# Exercise aim
Restate, word for word, every line of the data.
---------- Provided data ----------
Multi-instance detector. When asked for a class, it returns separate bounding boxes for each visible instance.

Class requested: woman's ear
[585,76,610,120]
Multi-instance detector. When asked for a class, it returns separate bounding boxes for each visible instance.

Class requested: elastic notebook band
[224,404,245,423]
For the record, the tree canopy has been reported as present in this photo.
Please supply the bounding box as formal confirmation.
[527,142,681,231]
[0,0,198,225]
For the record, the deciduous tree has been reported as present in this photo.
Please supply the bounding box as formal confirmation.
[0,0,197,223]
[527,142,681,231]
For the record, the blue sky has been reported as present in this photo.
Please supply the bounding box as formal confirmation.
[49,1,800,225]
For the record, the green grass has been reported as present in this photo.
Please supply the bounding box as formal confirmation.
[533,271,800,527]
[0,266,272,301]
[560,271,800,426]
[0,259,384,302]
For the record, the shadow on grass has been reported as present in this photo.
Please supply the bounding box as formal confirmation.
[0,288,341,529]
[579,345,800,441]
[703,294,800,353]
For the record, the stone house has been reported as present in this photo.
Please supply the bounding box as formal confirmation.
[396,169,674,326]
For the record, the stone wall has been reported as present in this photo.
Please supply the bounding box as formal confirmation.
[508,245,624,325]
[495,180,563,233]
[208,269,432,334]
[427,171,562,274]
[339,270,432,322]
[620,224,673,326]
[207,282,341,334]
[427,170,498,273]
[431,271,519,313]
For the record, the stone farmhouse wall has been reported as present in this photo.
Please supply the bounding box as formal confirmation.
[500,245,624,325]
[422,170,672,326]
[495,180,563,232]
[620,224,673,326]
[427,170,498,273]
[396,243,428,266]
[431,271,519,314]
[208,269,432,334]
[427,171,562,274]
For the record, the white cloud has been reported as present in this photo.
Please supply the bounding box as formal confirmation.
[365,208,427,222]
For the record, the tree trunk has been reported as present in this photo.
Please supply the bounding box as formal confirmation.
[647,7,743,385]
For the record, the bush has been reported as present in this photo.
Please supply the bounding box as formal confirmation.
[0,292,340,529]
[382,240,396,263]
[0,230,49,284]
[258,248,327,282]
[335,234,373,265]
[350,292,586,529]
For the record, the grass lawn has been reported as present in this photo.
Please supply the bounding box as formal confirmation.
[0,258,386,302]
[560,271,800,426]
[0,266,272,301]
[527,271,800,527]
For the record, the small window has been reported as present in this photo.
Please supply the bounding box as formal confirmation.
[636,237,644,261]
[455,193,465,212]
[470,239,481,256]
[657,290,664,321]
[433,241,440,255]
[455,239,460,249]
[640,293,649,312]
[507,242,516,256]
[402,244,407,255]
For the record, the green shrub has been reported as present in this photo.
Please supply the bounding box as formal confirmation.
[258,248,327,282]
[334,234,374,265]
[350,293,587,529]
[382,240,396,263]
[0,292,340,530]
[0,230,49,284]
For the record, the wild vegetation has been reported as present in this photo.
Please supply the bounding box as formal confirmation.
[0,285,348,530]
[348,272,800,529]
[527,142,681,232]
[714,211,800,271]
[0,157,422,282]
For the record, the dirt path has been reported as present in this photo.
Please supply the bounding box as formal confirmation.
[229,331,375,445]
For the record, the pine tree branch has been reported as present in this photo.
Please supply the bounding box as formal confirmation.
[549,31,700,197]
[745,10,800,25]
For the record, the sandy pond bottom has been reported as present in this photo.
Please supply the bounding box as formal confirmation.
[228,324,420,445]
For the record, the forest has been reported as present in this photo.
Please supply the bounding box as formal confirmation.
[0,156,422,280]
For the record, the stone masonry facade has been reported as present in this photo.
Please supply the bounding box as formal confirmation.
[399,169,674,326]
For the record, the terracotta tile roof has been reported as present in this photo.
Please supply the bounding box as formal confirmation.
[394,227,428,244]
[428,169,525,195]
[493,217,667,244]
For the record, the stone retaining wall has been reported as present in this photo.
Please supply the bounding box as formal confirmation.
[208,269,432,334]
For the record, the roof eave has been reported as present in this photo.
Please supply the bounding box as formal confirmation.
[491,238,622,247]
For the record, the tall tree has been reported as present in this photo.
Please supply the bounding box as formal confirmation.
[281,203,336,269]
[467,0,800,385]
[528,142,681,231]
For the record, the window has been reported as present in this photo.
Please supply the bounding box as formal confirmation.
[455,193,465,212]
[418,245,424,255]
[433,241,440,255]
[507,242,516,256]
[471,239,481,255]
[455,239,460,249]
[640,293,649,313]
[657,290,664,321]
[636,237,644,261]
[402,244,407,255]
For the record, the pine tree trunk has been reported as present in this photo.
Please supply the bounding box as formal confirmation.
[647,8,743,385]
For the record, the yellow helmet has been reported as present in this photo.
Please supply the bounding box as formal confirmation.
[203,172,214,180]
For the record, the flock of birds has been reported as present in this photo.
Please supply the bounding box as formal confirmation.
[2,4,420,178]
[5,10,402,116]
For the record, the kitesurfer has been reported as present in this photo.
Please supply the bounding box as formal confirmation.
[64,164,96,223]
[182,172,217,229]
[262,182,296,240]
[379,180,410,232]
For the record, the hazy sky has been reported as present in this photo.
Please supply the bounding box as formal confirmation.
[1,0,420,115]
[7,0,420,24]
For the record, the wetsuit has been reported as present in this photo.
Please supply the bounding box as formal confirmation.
----------
# Result of the task
Multi-instance detector. When asked for a class, it returns separate bounding boxes for each visible instance.

Class requested: woman's ear
[585,76,610,120]
Multi-instance detector. When asked for a class, it returns separate bounding boxes for each visible instance.

Class requested: elastic notebook band
[224,404,245,423]
For the record, the tree canopy has been reported as present in this photo.
Please supply the bounding box as formal confirmation.
[527,142,681,231]
[0,0,198,225]
For the record, the deciduous tree has been reported as present in this photo.
Please supply the bounding box as formal confirmation.
[0,0,197,223]
[527,142,681,231]
For the record, the blue sky has been reported as present in this photo.
Please supply the bounding box as formal confirmation.
[49,1,800,225]
For the record, the green grass has been reported as present in this photo.
Please supply the bounding box as formal confirmation.
[533,271,800,527]
[0,266,272,301]
[560,271,800,426]
[0,259,384,302]
For the record, the shadow on grass has been reported as present in this photo.
Please supply the bounding box as formal confirmation.
[0,288,341,529]
[579,345,800,441]
[703,294,800,353]
For the record, the stone house has been reported as present in this photo.
Please supply the bounding box as formal confirmation.
[396,169,674,326]
For the record, the stone wall has been reported as present in this photo.
Please supply the bounding box as formal confirmation.
[508,245,624,325]
[495,180,563,233]
[208,269,432,334]
[427,171,562,274]
[339,270,432,322]
[620,224,673,326]
[207,282,341,334]
[427,170,498,273]
[431,271,519,313]
For the record, the stone farmhouse wall has been reported as present in this photo.
Please supply the bounding box as formal confirmation.
[500,245,624,325]
[422,170,672,326]
[495,180,563,232]
[620,224,673,326]
[427,170,498,273]
[396,243,428,266]
[431,271,519,314]
[208,269,432,334]
[427,171,562,274]
For the record, the white cloud has been reported as present in this photo.
Please supply the bounding box as formal confirmation.
[365,208,427,222]
For the record, the tree trunk has been reported as present in this photo.
Please supply the bounding box as formal confirmation.
[647,7,743,385]
For the record, the bush has been reported as present in this photo.
Please supply the bounding box as formal confirmation.
[0,292,340,529]
[382,240,396,263]
[0,230,49,284]
[258,248,327,282]
[335,234,373,265]
[350,292,586,529]
For the record, the grass lawn has been reported as present in this photo.
Please supply the bounding box as formal confirmation.
[0,258,386,302]
[560,271,800,426]
[0,266,272,301]
[527,271,800,527]
For the record, the small window has been reported as present in this photo.
Please supply the bounding box as formal confirmation.
[636,237,644,261]
[455,193,465,212]
[470,239,481,256]
[657,290,664,321]
[433,241,440,255]
[455,239,460,249]
[640,293,649,312]
[507,242,516,256]
[402,244,407,255]
For the record, the green shrub has been reported as present in this photo.
Please supply the bounding box as formal confirmation.
[258,248,327,282]
[334,234,374,265]
[350,293,587,529]
[382,240,396,263]
[0,292,340,530]
[0,230,49,284]
For the record, the wild vegetation has been reported as present in this photo.
Please supply the bounding box as formal confirmation.
[0,285,348,530]
[348,272,800,529]
[527,142,681,232]
[714,211,800,271]
[0,157,422,282]
For the record, the dirt path has been reported as present in this photo.
Please supply the bounding box as formal confirmation.
[229,331,375,445]
For the record, the pine tree branch has been reported as present in this photo.
Please supply the bounding box as formal confirmation.
[549,31,700,197]
[745,10,800,25]
For the record, the sandy pond bottom has been reported as present in this photo.
Please supply the bounding box as formal confirmation.
[228,324,420,445]
For the record, the forest has been reported as present in this photo.
Please supply the bounding box as formal confirmation.
[0,156,422,280]
For the record, the stone masonry facade has been reported as present in this photo.
Please supply the bounding box as formal confirmation.
[399,169,674,326]
For the record, the terracotta tile roof has been reported as present in this photo.
Please supply the bounding box as formal confirmation.
[394,227,428,244]
[428,169,525,195]
[493,217,667,244]
For the record, the stone retaining wall has been reported as present in this photo.
Please supply the bounding box as formal confirmation.
[208,269,432,334]
For the record, the roof eave has been reported as present in this photo.
Please supply the bounding box as formal confirmation.
[491,238,622,247]
For the record, the tall tree has been reported as present in this photo.
Please supply the bounding box as formal confirmation.
[281,203,336,269]
[467,0,800,385]
[528,142,681,231]
For the record, the window has been reported as present in this photo.
Please supply the bounding box as formal confirmation.
[455,193,465,212]
[418,245,424,255]
[433,241,440,255]
[507,242,516,256]
[471,239,481,255]
[455,239,460,249]
[640,293,649,313]
[657,290,664,321]
[636,237,644,261]
[402,244,407,255]
For the record, the pine tree trunk has been reported as present in this photo.
Please supply the bounding box as formal confirmation.
[647,8,743,385]
For the record, the yellow helmet has been reported as present in this photo.
Please supply the bounding box as formal confirmation.
[203,172,214,180]
For the record, the flock of birds has been reported as present in this photo.
Please supply the bounding box as formal confirmation.
[2,4,420,178]
[5,10,402,116]
For the record, the kitesurfer has been reported as present in this photo.
Please supply the bounding box as formal confirmation.
[64,164,96,223]
[182,172,217,229]
[262,182,296,240]
[379,180,410,232]
For the record, the hazy sky has been reported as present in this photo.
Please supply the bounding box as formal confirmation.
[1,0,420,115]
[7,0,420,24]
For the record, the wetsuit has been reported as present in this photo.
Please supply the bounding box as formal confirmation.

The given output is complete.